▶ **TASK TO CARRY OUT**
In the records below, locate the line containing "the wooden coffee", then extract it and all following lines exactly, ending with the last line.

Segment Open

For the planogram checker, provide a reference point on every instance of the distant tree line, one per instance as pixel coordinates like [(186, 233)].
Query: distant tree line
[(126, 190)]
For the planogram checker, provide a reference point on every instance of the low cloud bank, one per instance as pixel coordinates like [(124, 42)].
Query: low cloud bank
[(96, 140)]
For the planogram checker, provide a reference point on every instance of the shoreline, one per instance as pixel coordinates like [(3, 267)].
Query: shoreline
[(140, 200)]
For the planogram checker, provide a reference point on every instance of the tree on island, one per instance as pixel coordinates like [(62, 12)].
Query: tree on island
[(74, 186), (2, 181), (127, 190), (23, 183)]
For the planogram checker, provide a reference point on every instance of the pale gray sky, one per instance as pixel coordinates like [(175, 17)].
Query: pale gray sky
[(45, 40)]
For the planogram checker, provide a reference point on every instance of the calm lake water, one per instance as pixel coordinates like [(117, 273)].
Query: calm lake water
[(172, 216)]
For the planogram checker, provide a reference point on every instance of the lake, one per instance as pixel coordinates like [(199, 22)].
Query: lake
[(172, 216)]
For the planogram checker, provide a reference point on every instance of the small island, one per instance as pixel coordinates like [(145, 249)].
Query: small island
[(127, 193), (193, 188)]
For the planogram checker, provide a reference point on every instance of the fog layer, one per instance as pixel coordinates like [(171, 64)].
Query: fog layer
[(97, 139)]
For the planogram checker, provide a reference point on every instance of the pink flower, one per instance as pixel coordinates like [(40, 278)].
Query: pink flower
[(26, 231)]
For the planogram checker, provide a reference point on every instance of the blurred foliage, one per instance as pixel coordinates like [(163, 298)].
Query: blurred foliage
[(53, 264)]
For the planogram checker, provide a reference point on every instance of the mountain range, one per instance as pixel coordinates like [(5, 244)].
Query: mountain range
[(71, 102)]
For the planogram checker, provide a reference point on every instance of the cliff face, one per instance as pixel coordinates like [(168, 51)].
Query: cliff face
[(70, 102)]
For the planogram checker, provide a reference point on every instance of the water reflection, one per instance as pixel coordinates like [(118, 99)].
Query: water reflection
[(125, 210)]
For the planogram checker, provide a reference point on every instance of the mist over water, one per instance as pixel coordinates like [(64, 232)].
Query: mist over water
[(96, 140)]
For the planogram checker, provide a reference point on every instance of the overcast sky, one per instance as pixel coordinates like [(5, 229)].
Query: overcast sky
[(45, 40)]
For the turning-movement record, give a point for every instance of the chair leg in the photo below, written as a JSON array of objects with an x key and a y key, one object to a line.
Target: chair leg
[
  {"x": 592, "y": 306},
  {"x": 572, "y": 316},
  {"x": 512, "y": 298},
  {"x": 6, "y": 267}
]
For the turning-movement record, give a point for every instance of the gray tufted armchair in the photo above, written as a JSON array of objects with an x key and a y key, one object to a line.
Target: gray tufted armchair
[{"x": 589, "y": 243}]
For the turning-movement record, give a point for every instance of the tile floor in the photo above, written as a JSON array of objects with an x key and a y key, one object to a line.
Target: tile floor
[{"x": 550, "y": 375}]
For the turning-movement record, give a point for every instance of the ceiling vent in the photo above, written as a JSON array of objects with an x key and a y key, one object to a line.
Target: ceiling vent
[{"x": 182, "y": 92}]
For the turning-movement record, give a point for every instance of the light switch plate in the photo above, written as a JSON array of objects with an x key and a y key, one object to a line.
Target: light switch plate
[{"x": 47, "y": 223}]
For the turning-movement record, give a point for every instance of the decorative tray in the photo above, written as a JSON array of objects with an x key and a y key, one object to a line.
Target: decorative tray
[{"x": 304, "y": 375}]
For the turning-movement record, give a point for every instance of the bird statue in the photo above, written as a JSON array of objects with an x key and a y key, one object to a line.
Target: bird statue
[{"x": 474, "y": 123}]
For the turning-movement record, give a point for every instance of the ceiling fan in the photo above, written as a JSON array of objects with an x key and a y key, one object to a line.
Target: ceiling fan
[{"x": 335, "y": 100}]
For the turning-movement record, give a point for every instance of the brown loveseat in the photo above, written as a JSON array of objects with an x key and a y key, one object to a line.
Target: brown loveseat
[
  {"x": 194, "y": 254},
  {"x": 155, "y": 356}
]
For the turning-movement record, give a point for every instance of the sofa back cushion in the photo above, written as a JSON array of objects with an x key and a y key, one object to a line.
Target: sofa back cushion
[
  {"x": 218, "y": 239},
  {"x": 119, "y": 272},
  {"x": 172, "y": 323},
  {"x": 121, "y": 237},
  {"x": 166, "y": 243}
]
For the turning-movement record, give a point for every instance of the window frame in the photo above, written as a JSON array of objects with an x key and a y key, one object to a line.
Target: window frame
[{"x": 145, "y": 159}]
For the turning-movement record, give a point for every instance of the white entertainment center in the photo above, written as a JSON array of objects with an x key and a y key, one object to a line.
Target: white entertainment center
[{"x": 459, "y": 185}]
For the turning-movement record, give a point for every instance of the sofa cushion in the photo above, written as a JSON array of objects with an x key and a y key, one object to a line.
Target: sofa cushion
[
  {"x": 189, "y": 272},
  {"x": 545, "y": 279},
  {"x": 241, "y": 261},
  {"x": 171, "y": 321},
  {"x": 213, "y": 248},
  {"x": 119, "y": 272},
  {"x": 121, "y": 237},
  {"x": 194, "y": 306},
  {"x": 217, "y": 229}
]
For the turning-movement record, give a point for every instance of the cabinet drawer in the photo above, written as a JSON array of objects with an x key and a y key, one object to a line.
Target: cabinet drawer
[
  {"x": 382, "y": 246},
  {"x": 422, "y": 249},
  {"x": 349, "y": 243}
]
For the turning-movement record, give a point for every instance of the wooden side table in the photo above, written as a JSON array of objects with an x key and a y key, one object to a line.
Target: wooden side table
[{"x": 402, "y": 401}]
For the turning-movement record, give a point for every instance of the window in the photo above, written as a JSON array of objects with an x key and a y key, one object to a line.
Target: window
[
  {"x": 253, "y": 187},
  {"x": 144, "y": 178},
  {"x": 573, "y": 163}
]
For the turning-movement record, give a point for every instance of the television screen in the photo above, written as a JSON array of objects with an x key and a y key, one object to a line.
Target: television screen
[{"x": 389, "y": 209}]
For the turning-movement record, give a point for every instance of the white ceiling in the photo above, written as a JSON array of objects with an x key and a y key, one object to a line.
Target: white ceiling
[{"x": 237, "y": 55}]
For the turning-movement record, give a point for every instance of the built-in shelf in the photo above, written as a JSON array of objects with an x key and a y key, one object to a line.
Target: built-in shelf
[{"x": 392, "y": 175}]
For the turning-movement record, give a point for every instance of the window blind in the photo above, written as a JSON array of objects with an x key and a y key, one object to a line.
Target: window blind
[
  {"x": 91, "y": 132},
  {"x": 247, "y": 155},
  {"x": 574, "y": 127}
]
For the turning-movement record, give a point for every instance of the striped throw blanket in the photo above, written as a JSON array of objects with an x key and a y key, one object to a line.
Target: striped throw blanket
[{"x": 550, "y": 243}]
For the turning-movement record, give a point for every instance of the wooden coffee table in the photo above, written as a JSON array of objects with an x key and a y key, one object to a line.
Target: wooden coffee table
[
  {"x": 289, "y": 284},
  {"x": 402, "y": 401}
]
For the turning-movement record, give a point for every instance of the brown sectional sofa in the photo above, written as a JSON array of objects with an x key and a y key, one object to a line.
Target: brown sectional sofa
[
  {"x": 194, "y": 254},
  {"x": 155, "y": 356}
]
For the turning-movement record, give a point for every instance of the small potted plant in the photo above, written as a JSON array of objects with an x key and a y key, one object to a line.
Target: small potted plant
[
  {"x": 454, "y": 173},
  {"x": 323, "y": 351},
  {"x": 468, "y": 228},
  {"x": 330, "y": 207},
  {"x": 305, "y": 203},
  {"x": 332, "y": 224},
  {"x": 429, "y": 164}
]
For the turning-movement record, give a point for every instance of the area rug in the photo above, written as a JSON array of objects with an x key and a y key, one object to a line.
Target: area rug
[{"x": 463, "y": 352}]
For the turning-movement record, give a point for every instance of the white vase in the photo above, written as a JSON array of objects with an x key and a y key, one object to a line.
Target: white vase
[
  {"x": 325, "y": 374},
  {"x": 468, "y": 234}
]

Segment Closed

▶ **RESPONSE TO THE EXERCISE**
For the turning-movement record, give a point for every instance of the wooden coffee table in the photo above, written as a JSON array of objects with an x key and a y key, one object to a line.
Target: wooden coffee table
[
  {"x": 289, "y": 284},
  {"x": 402, "y": 401}
]
For the turning-movement record, give a point for every instance of the brown sectional sofa in the photo above, written as a JSON array of objects with an x key and a y key, one object to a line.
Target: brown sectional sofa
[
  {"x": 194, "y": 254},
  {"x": 155, "y": 356}
]
For the turning-movement record, give a point for every instance of the small potted plant in the photo above, written as a JSON array of objects with an x key and a y key, one object to a line.
Target: small potted plant
[
  {"x": 454, "y": 173},
  {"x": 323, "y": 351},
  {"x": 468, "y": 228},
  {"x": 330, "y": 207},
  {"x": 305, "y": 203},
  {"x": 332, "y": 224},
  {"x": 429, "y": 164}
]
For the turning-movement record, give a point for every instance of the area rug in the photo above, written as a JSON array of objects with an x key and a y key, one object to a line.
Target: area rug
[{"x": 463, "y": 352}]
For the turning-movement record, give a point for every instance of the white vase in the photo above, written as a JSON array of objects with an x key and a y key, one object to a line.
Target: white vase
[
  {"x": 325, "y": 374},
  {"x": 468, "y": 234}
]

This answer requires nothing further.